Henry works in a library, and is a loner and an alcoholic until he meets Clare Abshire, an artist who already knows him well. It turns out that Henry in his future travels back to visit Clare as a child, so while she has known him for most of her life he is only just now meeting her.
Clare and Henry fall in love, and, with the help of her friend Gomez (Ron Livingston: “Office Space”) manage to pull off a wedding (which is easily my favourite part of the film) and start a life together. Things don't stay sunny for long as Clare quickly realizes how hard it is to be married to someone who disappears sometimes for days at a time.
I found the ads for this movie to be somewhat misleading. I went into this expecting 90 minutes of watching Clare seethe about being left alone, but it's not that at all. The movie follows both characters pretty equally, and is actually quite lighthearted, marital strife aside, until about halfway through.
At about the halfway point the film decides to get dramatic by tipping its hand to you about how the film ends. The rest of the movie, even the humourous parts are then overshadowed by the ticking of a countdown clock that you cannot see . This is not necessarily a bad thing, but as the end draws closer more details are revealed infusing the whole movie with a sense of dread.
Like many movies based on books, this film does jump around a lot and tends to feel disjointed. Unlike a lot of movies where it feels like this is a result of cutting things from the book, it works here. A movie where one of the characters keeps jumping from one place to another would almost have to have this feel to it.

EXERCISE BRIEF
In the film review, who helps Clare and Henry pull off their wedding?

LISTED RECORDS
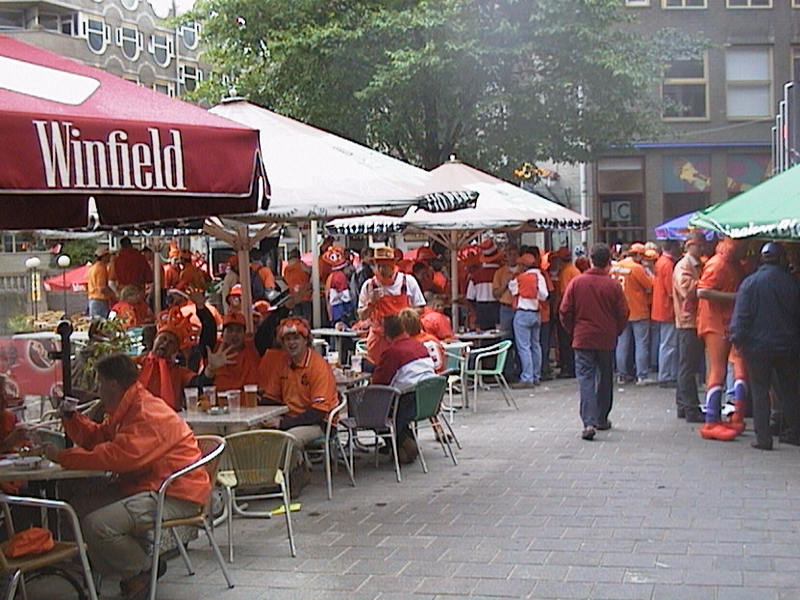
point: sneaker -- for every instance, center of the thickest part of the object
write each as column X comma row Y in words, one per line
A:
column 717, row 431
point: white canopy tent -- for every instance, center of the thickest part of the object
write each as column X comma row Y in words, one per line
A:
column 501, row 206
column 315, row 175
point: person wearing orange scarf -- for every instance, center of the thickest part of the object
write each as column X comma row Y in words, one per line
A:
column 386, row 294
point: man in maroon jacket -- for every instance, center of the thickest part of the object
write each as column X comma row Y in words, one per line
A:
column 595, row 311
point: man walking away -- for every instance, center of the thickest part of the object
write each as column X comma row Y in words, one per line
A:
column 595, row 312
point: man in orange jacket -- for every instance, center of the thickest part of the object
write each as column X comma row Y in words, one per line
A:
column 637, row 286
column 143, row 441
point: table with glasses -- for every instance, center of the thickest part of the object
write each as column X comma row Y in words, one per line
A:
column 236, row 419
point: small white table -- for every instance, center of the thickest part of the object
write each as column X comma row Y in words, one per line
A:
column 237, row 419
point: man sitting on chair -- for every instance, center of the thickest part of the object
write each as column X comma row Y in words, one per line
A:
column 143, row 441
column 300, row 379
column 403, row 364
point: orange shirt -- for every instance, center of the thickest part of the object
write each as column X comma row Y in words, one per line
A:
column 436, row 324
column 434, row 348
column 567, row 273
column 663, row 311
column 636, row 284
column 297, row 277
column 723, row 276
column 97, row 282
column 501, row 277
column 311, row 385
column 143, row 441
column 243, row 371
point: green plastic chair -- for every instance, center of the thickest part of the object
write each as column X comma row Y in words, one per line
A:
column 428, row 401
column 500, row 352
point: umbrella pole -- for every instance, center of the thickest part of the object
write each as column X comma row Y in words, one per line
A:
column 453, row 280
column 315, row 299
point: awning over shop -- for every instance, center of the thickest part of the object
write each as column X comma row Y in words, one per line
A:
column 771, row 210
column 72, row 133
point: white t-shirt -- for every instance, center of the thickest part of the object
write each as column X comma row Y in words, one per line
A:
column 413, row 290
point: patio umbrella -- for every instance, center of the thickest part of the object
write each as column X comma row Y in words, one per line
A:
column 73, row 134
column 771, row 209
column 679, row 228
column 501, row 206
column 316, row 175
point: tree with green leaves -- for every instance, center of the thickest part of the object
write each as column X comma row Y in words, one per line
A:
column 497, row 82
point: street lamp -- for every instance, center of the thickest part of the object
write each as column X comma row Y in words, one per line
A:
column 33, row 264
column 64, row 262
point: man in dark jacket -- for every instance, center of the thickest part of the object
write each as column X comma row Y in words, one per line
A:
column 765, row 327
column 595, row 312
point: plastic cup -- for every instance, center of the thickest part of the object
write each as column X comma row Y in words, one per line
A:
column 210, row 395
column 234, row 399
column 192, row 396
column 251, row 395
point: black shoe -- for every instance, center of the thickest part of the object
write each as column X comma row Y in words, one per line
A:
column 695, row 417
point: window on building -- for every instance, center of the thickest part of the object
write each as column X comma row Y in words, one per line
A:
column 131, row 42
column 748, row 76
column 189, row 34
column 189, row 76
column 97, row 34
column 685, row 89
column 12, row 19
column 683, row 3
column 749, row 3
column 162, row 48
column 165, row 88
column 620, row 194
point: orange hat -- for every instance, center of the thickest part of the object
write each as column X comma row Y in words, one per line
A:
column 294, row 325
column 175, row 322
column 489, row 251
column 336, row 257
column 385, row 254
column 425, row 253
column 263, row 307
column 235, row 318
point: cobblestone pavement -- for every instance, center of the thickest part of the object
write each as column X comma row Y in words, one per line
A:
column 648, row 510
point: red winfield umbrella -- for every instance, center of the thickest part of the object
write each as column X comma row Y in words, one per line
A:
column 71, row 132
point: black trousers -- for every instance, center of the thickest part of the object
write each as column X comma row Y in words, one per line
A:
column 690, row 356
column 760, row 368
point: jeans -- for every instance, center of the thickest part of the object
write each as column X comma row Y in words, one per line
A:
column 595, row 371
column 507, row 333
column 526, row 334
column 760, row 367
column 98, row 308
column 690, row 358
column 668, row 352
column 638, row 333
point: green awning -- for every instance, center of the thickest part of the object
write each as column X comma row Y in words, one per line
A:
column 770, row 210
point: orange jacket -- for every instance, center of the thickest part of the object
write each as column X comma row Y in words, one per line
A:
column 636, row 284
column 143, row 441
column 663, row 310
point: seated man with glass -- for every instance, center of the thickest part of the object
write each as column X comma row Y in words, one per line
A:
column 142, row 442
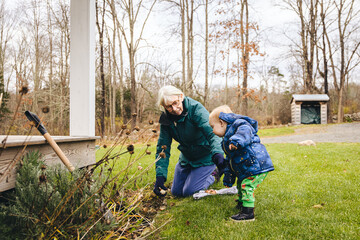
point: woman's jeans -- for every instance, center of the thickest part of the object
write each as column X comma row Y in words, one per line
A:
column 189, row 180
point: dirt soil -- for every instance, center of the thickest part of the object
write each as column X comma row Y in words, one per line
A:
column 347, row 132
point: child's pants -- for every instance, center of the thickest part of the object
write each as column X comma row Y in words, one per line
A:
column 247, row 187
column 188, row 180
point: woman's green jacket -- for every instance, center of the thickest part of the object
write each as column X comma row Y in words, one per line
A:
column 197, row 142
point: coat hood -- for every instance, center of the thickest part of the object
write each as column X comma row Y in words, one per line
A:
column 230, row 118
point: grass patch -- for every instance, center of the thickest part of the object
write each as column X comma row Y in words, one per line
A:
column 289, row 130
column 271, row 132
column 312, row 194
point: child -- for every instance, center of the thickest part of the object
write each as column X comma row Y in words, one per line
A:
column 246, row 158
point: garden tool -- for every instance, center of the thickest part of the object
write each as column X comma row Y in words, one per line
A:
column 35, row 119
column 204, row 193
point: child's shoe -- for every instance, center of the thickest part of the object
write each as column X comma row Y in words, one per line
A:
==
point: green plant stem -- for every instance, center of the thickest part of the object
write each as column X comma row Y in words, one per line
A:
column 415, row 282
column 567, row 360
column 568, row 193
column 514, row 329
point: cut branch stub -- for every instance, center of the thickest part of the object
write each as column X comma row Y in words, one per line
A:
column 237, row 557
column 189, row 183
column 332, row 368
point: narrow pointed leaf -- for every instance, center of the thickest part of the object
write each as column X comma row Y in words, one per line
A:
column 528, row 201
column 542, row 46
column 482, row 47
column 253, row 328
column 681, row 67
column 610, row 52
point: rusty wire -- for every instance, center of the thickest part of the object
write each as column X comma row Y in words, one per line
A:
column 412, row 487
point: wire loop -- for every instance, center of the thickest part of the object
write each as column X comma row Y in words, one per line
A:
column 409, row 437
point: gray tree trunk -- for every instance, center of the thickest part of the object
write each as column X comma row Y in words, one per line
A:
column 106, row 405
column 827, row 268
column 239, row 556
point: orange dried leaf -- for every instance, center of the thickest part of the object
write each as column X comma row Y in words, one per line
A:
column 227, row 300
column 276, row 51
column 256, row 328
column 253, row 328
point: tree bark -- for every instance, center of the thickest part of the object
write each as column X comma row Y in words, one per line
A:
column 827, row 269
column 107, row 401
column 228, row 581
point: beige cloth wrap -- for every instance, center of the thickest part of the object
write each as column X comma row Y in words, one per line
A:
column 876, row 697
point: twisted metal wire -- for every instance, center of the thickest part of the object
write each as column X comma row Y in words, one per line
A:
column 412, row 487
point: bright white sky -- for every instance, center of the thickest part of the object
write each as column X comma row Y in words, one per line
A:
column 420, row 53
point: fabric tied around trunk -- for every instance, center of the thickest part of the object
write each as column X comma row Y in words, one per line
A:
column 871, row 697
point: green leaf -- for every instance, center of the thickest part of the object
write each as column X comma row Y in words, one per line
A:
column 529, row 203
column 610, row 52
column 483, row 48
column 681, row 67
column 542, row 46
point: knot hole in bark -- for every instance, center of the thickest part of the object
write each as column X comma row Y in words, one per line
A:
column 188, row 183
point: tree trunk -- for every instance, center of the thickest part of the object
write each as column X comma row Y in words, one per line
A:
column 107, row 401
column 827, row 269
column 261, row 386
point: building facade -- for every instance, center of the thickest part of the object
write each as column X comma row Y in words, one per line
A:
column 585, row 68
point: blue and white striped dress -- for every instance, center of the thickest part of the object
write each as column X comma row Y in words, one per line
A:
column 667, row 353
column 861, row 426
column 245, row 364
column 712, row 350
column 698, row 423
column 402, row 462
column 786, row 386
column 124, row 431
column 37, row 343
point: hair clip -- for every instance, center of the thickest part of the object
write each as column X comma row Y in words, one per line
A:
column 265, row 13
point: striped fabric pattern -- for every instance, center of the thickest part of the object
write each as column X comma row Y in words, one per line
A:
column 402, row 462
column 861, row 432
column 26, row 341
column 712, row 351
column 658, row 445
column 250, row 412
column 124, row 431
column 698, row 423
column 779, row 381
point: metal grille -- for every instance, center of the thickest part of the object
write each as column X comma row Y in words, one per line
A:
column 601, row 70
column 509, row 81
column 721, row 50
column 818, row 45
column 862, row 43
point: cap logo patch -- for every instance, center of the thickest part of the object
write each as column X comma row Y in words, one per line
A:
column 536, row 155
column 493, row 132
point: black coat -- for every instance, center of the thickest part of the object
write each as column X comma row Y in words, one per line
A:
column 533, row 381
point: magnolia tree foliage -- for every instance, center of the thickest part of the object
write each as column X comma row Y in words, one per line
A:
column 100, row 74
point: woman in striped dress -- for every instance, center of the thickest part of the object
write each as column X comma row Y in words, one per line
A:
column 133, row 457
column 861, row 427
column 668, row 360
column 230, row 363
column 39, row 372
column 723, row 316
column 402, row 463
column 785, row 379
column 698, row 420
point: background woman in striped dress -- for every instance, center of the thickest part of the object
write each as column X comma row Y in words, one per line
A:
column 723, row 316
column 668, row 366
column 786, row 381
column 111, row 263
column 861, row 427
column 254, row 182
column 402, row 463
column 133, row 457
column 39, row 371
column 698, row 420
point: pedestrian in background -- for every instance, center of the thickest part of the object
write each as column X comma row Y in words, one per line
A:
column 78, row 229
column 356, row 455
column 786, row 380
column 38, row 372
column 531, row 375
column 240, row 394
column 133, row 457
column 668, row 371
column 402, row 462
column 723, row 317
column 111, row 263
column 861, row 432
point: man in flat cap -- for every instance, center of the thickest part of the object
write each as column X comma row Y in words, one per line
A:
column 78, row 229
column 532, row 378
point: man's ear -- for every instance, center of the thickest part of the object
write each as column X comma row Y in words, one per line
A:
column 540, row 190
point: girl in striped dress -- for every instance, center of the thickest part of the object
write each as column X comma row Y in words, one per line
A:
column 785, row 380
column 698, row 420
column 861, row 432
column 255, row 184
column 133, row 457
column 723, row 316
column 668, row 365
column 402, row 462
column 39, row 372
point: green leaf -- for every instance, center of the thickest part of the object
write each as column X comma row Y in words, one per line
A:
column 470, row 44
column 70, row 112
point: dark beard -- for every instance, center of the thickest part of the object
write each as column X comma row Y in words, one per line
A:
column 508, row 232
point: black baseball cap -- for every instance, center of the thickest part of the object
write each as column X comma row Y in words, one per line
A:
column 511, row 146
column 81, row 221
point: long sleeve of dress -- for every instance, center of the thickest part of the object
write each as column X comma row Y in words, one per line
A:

ANSWER FOR THIS EXERCISE
Clare's friend Gomez.